**The problem**
Write out the lines of the items below without changing anything, leaving out the pictures.

**Records for the task**
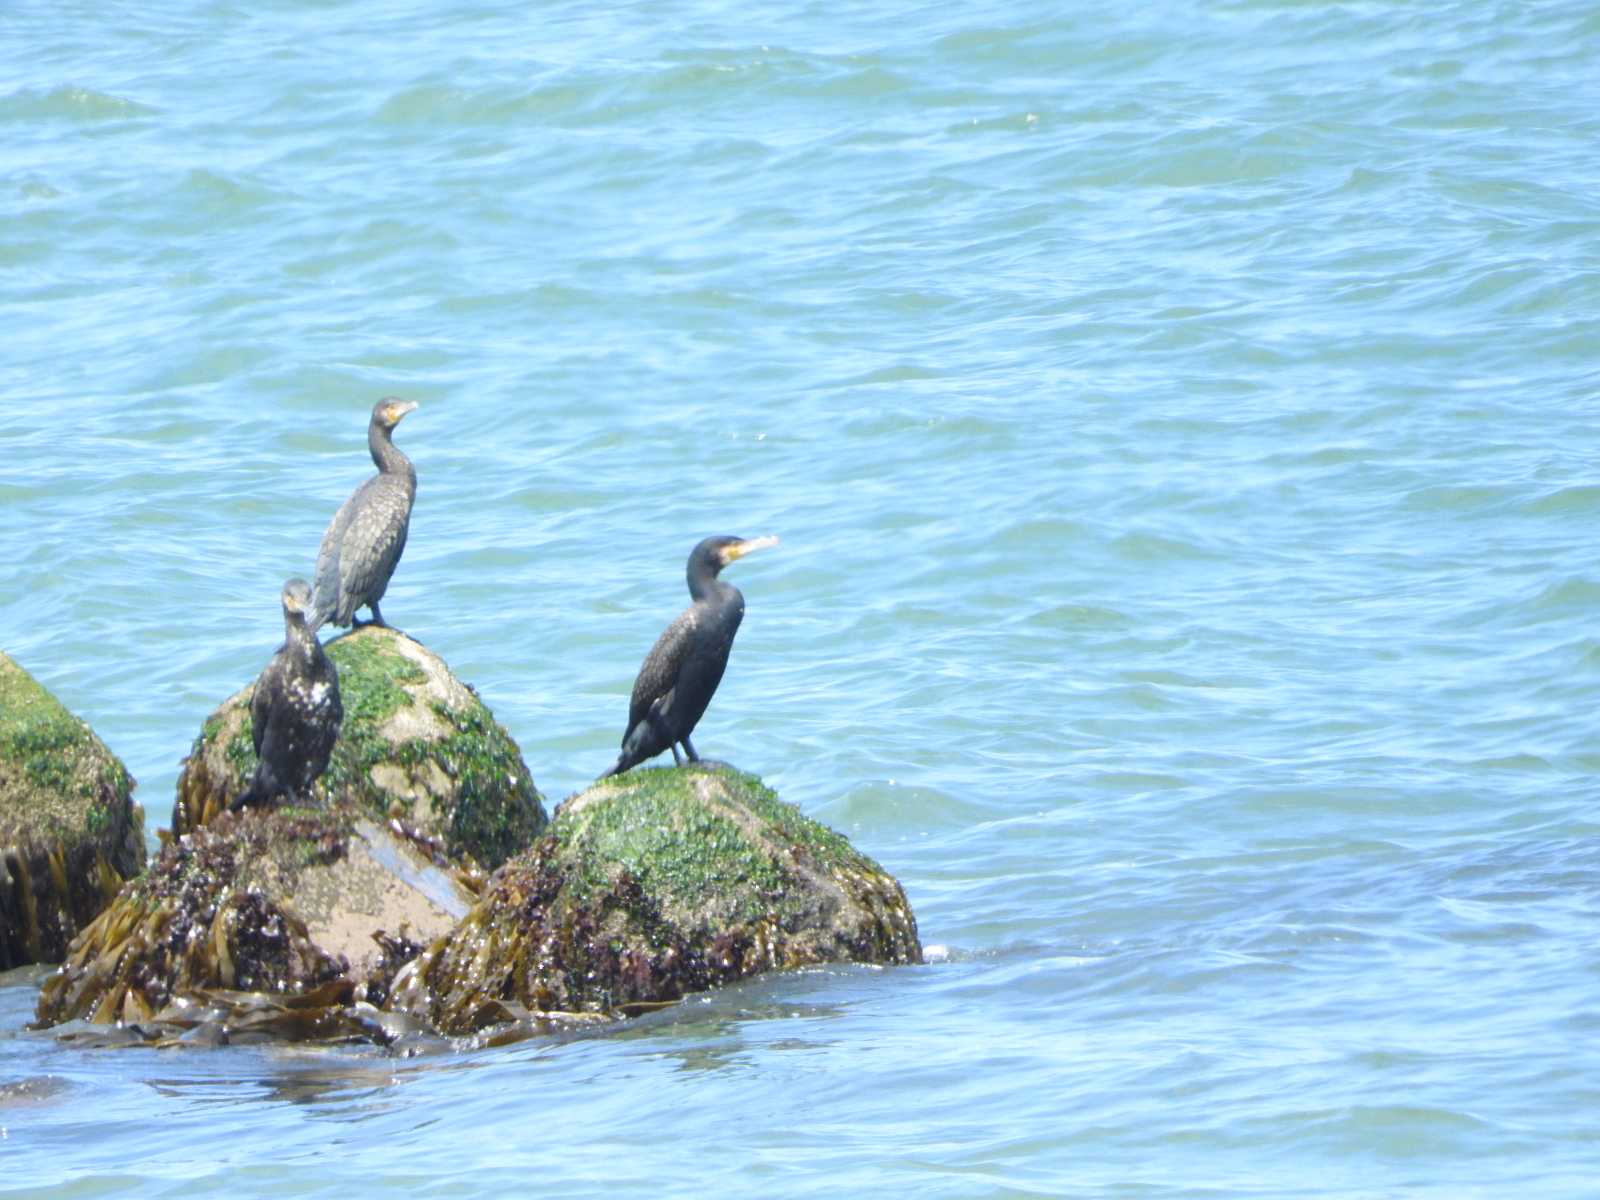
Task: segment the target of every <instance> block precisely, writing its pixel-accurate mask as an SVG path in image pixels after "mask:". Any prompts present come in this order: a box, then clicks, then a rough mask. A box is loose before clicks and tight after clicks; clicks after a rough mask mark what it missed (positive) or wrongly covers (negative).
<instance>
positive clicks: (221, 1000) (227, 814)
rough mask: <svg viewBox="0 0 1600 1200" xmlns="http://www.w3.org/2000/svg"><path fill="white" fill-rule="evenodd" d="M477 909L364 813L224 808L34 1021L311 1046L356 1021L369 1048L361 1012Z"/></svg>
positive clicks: (53, 993) (181, 851)
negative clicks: (240, 1033)
mask: <svg viewBox="0 0 1600 1200" xmlns="http://www.w3.org/2000/svg"><path fill="white" fill-rule="evenodd" d="M397 824H398V822H397ZM474 901H475V894H474V891H472V890H470V886H469V878H467V877H466V874H464V872H461V870H459V869H454V867H451V866H450V864H448V862H445V861H443V859H438V861H430V853H429V846H427V843H422V845H421V846H419V845H418V843H416V842H414V840H411V838H410V837H405V835H403V834H402V832H398V830H397V829H395V827H390V826H381V824H378V822H374V821H373V819H371V818H370V816H368V814H366V811H365V810H363V808H362V806H360V805H357V803H347V802H346V803H339V805H336V806H334V808H330V810H317V811H310V810H304V808H282V810H256V808H251V810H243V811H240V813H226V811H224V813H221V814H218V816H216V818H214V819H213V821H211V822H210V824H206V826H205V827H202V829H197V830H194V832H190V834H187V835H184V837H182V838H174V840H171V842H168V843H166V845H165V846H163V848H162V853H160V856H158V858H157V861H155V862H154V864H152V866H150V869H149V870H147V872H146V874H144V875H142V877H139V878H138V880H134V882H133V883H130V885H126V886H125V888H123V890H122V893H120V894H118V896H117V899H115V901H114V902H112V906H110V907H109V909H107V910H106V912H102V914H101V915H99V917H98V918H96V920H94V922H93V923H91V925H90V926H88V928H86V930H85V931H83V933H82V936H78V939H77V941H74V942H72V949H70V952H69V955H67V960H66V963H64V965H62V968H61V971H59V973H56V974H54V976H51V978H50V979H48V981H46V982H45V986H43V990H42V994H40V1000H38V1024H40V1026H54V1024H59V1022H62V1021H72V1019H85V1021H90V1022H93V1024H109V1022H117V1021H122V1022H126V1024H138V1026H141V1027H144V1029H147V1030H155V1032H160V1030H163V1029H165V1032H166V1034H168V1035H176V1034H178V1032H181V1030H194V1029H195V1027H197V1024H202V1026H203V1024H205V1022H206V1021H205V1019H200V1018H195V1016H194V1013H195V1011H197V1010H202V1011H214V1013H218V1014H221V1016H216V1018H208V1019H210V1021H211V1024H216V1022H218V1021H224V1022H226V1024H227V1026H229V1027H232V1029H235V1030H237V1029H240V1027H242V1026H253V1027H259V1029H261V1032H262V1034H267V1032H277V1034H278V1035H293V1037H314V1035H326V1034H328V1032H330V1030H344V1032H350V1029H346V1027H347V1026H350V1022H354V1032H350V1035H355V1037H365V1035H370V1034H368V1030H365V1029H363V1019H360V1018H358V1014H357V1013H355V1011H354V1010H352V1006H354V1005H357V1003H358V1002H365V1006H366V1008H368V1010H370V1008H373V1006H374V1005H381V1003H382V1002H384V1000H386V998H387V994H389V984H390V979H392V978H394V974H395V971H397V970H398V968H400V966H402V965H403V963H405V962H408V960H410V958H411V957H413V955H414V954H416V952H418V950H421V949H422V946H426V944H427V942H429V941H434V939H437V938H442V936H445V934H446V933H448V931H450V930H451V928H453V926H454V925H456V923H458V922H459V918H461V917H462V915H464V914H466V912H467V910H469V907H470V904H472V902H474ZM245 994H250V995H245ZM246 1018H248V1019H246ZM269 1027H270V1029H269ZM190 1040H194V1038H190Z"/></svg>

**Answer to the exercise**
Task: segment the target of every <instance> block precisely, writing its pixel-accurate mask as an SVG path in image pixels after "mask:". Any prompts present come in this order: a box, then clicks, then a rough mask. A box is loose before clicks and tight after clicks; clicks after a rough mask mark what it missed (positive) or wrongly covers (negative).
<instance>
positive clicks: (221, 1000) (227, 814)
rough mask: <svg viewBox="0 0 1600 1200" xmlns="http://www.w3.org/2000/svg"><path fill="white" fill-rule="evenodd" d="M477 909L364 813L224 808L34 1021L311 1046L356 1021L369 1048L361 1012Z"/></svg>
positive clicks: (53, 993) (181, 851)
negative clicks: (240, 1033)
mask: <svg viewBox="0 0 1600 1200" xmlns="http://www.w3.org/2000/svg"><path fill="white" fill-rule="evenodd" d="M397 824H398V822H397ZM474 901H475V894H474V891H472V890H470V886H469V878H467V877H466V874H464V872H461V870H459V869H454V867H451V866H450V864H448V862H445V861H443V859H438V861H430V853H429V846H427V843H422V845H421V846H419V845H418V843H416V842H414V840H411V838H410V837H405V835H403V834H402V832H398V830H397V829H395V827H390V826H381V824H378V822H374V821H373V819H371V818H370V816H368V814H366V811H365V810H363V808H362V806H360V805H357V803H347V802H346V803H339V805H336V806H334V808H330V810H317V811H310V810H304V808H282V810H256V808H251V810H243V811H240V813H226V811H224V813H221V814H218V816H216V818H214V819H213V821H211V822H210V824H206V826H205V827H202V829H197V830H194V832H190V834H187V835H184V837H182V838H174V840H171V842H168V843H166V845H165V846H163V848H162V853H160V856H158V858H157V861H155V862H154V864H152V866H150V869H149V870H147V872H146V874H144V875H142V877H139V878H138V880H134V882H133V883H130V885H126V886H125V888H123V890H122V893H120V894H118V896H117V899H115V901H114V902H112V906H110V907H109V909H107V910H106V912H102V914H101V915H99V917H98V918H96V920H94V922H93V923H91V925H90V926H88V928H86V930H85V931H83V933H82V936H78V939H77V941H74V942H72V949H70V952H69V955H67V960H66V963H64V965H62V968H61V971H59V973H56V974H54V976H51V978H50V979H48V981H46V982H45V986H43V990H42V994H40V1000H38V1024H40V1026H54V1024H59V1022H62V1021H72V1019H85V1021H90V1022H93V1024H109V1022H117V1021H122V1022H126V1024H138V1026H141V1027H144V1029H147V1030H155V1032H160V1030H163V1029H165V1032H166V1034H168V1035H176V1034H178V1032H181V1030H194V1029H195V1027H197V1024H202V1026H203V1024H205V1022H206V1021H205V1019H200V1018H195V1016H194V1013H195V1011H197V1010H202V1011H214V1013H218V1014H221V1016H216V1018H208V1019H210V1021H211V1024H216V1022H218V1021H224V1022H226V1024H227V1026H229V1027H232V1029H235V1030H237V1029H240V1027H242V1026H253V1027H259V1029H261V1032H262V1034H267V1032H277V1034H278V1035H293V1037H314V1035H326V1034H328V1032H330V1030H344V1032H350V1029H346V1027H347V1026H350V1022H354V1032H350V1035H355V1037H365V1035H370V1034H368V1030H365V1029H363V1019H360V1018H358V1014H357V1013H355V1011H354V1010H352V1006H354V1005H357V1003H358V1002H365V1006H366V1008H368V1010H370V1008H373V1006H374V1005H381V1003H382V1002H384V1000H386V998H387V994H389V984H390V979H392V978H394V974H395V971H397V970H398V968H400V966H402V965H403V963H405V962H408V960H410V958H411V957H413V955H414V954H416V952H418V950H421V949H422V946H426V944H427V942H429V941H434V939H437V938H442V936H445V934H446V933H448V931H450V930H451V928H453V926H454V925H456V923H458V922H459V918H461V917H462V915H464V914H466V912H467V910H469V907H470V904H472V902H474ZM245 994H250V995H245ZM246 1018H248V1019H246ZM269 1027H270V1029H269ZM190 1040H194V1038H190Z"/></svg>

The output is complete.